WORK REQUIRED —
Each entry must be reproduced precisely as it stands.

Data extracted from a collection
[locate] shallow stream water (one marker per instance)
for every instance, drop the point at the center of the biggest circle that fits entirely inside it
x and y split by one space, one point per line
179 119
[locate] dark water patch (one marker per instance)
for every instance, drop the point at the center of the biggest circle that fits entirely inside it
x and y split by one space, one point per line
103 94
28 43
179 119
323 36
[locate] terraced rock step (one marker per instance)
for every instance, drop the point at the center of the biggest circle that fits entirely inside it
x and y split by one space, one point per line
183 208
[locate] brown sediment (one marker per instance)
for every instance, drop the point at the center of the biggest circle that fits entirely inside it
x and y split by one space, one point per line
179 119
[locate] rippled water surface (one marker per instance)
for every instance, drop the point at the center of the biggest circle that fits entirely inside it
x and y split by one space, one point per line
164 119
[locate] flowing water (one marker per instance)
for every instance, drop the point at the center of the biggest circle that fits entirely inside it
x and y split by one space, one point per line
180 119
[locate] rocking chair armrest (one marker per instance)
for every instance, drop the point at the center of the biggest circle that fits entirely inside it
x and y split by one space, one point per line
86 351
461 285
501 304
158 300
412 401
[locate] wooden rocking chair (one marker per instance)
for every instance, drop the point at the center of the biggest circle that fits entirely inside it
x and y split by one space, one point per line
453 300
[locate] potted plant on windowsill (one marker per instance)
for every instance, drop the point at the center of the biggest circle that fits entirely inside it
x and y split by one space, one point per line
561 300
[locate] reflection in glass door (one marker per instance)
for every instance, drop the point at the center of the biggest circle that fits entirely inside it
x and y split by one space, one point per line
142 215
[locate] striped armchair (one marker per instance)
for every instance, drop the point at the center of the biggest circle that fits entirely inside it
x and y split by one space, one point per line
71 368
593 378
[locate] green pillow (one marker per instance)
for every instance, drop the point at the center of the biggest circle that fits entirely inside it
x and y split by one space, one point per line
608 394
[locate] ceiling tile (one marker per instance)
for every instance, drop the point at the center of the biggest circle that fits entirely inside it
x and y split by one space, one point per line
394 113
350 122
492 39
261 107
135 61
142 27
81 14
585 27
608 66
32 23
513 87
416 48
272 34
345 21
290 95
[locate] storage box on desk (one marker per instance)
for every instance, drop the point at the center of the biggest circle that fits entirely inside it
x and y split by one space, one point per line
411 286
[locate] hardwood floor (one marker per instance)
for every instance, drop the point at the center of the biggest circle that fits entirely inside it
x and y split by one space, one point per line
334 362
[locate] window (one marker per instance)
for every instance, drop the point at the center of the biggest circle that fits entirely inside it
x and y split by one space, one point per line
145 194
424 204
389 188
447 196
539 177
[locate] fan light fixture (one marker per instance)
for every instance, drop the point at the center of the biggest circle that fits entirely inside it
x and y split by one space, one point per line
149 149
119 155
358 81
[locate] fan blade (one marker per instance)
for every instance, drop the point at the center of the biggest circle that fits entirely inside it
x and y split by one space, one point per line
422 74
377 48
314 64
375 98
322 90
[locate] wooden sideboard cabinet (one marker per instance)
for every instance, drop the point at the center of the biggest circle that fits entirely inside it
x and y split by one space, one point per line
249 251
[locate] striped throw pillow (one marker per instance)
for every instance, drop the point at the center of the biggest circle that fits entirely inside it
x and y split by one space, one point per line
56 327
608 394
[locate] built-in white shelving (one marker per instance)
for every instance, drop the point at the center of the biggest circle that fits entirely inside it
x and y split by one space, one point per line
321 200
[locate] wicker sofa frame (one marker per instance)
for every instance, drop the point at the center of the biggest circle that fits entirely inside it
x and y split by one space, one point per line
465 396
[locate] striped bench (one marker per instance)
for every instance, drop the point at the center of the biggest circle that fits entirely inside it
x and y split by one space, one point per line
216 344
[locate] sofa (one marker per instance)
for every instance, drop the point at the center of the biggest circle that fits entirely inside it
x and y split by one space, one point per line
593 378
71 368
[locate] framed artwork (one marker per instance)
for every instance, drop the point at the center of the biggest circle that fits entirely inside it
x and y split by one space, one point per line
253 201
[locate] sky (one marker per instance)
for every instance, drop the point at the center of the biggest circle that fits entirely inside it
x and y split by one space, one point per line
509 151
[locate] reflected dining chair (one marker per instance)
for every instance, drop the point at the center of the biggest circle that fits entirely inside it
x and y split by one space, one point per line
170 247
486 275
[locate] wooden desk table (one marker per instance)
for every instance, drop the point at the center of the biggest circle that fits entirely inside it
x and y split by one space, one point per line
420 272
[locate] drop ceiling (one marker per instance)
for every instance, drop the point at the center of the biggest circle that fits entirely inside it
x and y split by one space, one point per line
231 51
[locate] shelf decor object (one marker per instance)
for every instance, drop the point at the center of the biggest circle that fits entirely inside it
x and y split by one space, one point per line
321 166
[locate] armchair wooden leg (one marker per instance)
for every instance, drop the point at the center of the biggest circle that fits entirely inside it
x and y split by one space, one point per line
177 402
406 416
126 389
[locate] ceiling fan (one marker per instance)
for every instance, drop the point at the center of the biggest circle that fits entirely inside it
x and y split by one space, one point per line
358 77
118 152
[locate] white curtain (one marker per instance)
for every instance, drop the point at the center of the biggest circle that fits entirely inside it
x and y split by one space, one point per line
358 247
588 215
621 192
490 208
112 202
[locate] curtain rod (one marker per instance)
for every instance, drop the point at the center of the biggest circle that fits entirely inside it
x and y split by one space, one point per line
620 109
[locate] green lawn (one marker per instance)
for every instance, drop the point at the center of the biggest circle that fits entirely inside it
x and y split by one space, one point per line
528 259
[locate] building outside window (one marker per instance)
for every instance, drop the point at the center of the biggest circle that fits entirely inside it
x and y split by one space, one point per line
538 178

SOLUTION —
[locate] shallow stream water (one marker per instance)
for every instance, drop the point at the center of the biggest circle that fits entirely inside it
x and y split by one space, one point per line
179 119
[locate] dark water patch (one marker per instance)
for every instance, drop the point at the center of the biggest circle that fits entirely inside it
x and y split by one space, one point per line
103 94
28 43
179 119
323 36
[locate] terraced rock step (one marker per instance)
for every instance, drop the point at the center of the biggest circle that fits entirely inside it
x and y split by one space, one point per line
183 208
[locate] brown sediment (one marker per instance)
for every instance, drop the point at the center of the biggest circle that fits entirely inside it
x and y split by one space, one point per line
179 119
[locate] rippled water surface (one marker per instance)
for every instance, drop the point at the center of the biggest circle that fits entirely inside it
x and y split by one space, one point per line
164 119
[locate] flowing water (one marker per instance)
for every instance, drop the point at the center of the biggest circle that fits entirely inside it
x and y split by one space, one point per line
180 119
[locate] rocking chair armrest (one marker per instance)
for every instance, drop the point at the center of the biggest circle that fits entirely inside it
x and y split by one space, one point per line
86 351
461 285
501 304
158 300
412 401
[locate] wooden rocking chair (one marker per instance)
for every instance, drop the point at the center of the biggest circle that fits entirely inside it
x and y split by one space, one point per line
453 300
[locate] potted plant on windowsill (one marker per instance)
for every instance, drop the point at the center of the biggest circle that fits entirely inside it
x and y split by one space, one point per line
561 300
[locate] reflection in glass door (one marker per instance)
for every instance, drop the point at the center of the biggest circle that fits entirely inside it
x and y split by one space, one point per line
142 215
[locate] striped armchair (one marker per instance)
for every instance, drop the point at the center of the biggest circle that fits entirely inside it
x and y split by one space, one point per line
71 368
593 378
[locate] green pillow (one marker per instance)
for every instance, drop the point at the center of the biggest circle that fits entirely inside it
x and y split by one space, one point per line
608 394
[locate] ceiling tile (one marker per instance)
for every instance, drop the point at the center of the biggest circle that fits entirely inside it
x and y split by one space, one point per line
394 113
350 122
492 39
261 107
135 61
142 27
81 14
585 27
608 66
32 23
513 87
416 48
272 34
345 21
290 95
[locate] storage box on desk (one marker per instance)
for every instance, drop the point at the center of the biggest circle that fits entirely inside it
x and y split by one space, one point per line
411 286
[locate] hardwood floor (one marker per instance)
for every instance, drop the point at the center of the biggest circle that fits entirely inside it
x and y split by one space, one point per line
334 362
[locate] window (one marker per instance)
for every instance, drop the point at the center of the biggest circle that fits entirely inside it
x and y split by one space, one point per line
145 194
424 204
389 188
447 196
539 177
[locate] fan light fixture (one marker per instance)
for every instance, drop the point at the center of the biggest circle that fits entirely inside it
x and y split by one space, one point per line
149 149
119 155
358 81
[locate] fan blade (one marker per instance)
for every instance, drop the point at the center of the biggest circle that fits entirely inside it
x and y split by one space, one point per line
422 74
377 48
314 64
375 98
322 90
[locate] wooden sideboard cabinet (one marker per instance)
for every instance, drop the point at the center of the biggest circle that fits entirely inside it
x and y split by one space, one point per line
249 251
[locate] striped throw pillow (one marker per instance)
for every instance, drop the point at the center of the biggest circle that fits entirely inside it
x and y split by one space, one point per line
56 327
608 394
[locate] built-in white shelving (one marker per instance)
for every instance, drop the point at the center of the biggest circle that fits entirely inside it
x and y split by one space, one point per line
321 200
[locate] wicker sofa frame (one marker per instance)
for every instance, drop the point at the center of the biggest circle that fits entirely inside it
x and y split by one space, one point per line
465 396
[locate] striped bench (one marker per instance)
for every instance, drop the point at the center of the biggest circle that fits entirely inside it
x and y split by one space, one point per line
216 344
[locate] sofa (one marker per instance)
for every instance, drop the point at the center of the biggest circle that fits entirely inside it
x and y split by one space, one point per line
593 378
71 368
[locate] framed artwork (one marker per instance)
for every instance, drop the point at the center of the biggest circle that fits entirely inside it
x and y split by one space, one point per line
253 201
[locate] sky (one marker per instance)
for every instance, drop the point at the center of the biggest circle that fits entirely inside it
x and y split by one space, one point per line
509 151
[locate] reflected dining chair (one marker per instance)
for every instance, drop the point at the center of the biggest circle that fits entirely inside it
x and y split by one space, one point per line
170 247
486 275
[locate] wooden desk table (one marker per instance)
for every instance, drop the point at the center of the biggest circle that fits entirely inside it
x and y split by one space, one point per line
420 272
[locate] drop ceiling (one marker per instance)
for every instance, drop the point at the center of the biggest circle that fits entirely inside it
x and y split by one space, one point per line
231 51
[locate] shelf decor object (one marker per instance)
for every instance, drop the point at the center of the biggest circle that fits entirely inside it
x and y split by one space, one point per line
321 166
[locate] armchair wooden leg (one marker per instance)
for every instance, drop the point at the center of the biggest circle that fits entirely inside it
x and y split by one space, one point per line
177 402
406 416
126 389
[locate] ceiling fan (one marker per instance)
for every instance, drop the point at the center of the biggest circle that fits entirely inside it
x and y split by one space, one point per line
358 77
118 152
[locate] white curtain (one marker per instance)
for every instance, drop the point at the center of the biggest circle that fits entirely inside it
x and y split by one space, one point per line
358 247
588 215
621 192
490 208
112 202
[locate] curtain rod (one marker per instance)
for every instance, drop the point at the center of the biggest circle that fits entirely inside it
x and y split by one space, one point per line
620 109
[locate] green lawn (one marker per instance)
for every instance, drop the point at the center of the biggest circle that fits entirely inside it
x and y split by one space, one point per line
528 259
[locate] building outside window (one marker per instance)
for every instance, drop the point at the center of the biggest circle that fits entirely inside it
x and y split by one space, one point per line
538 178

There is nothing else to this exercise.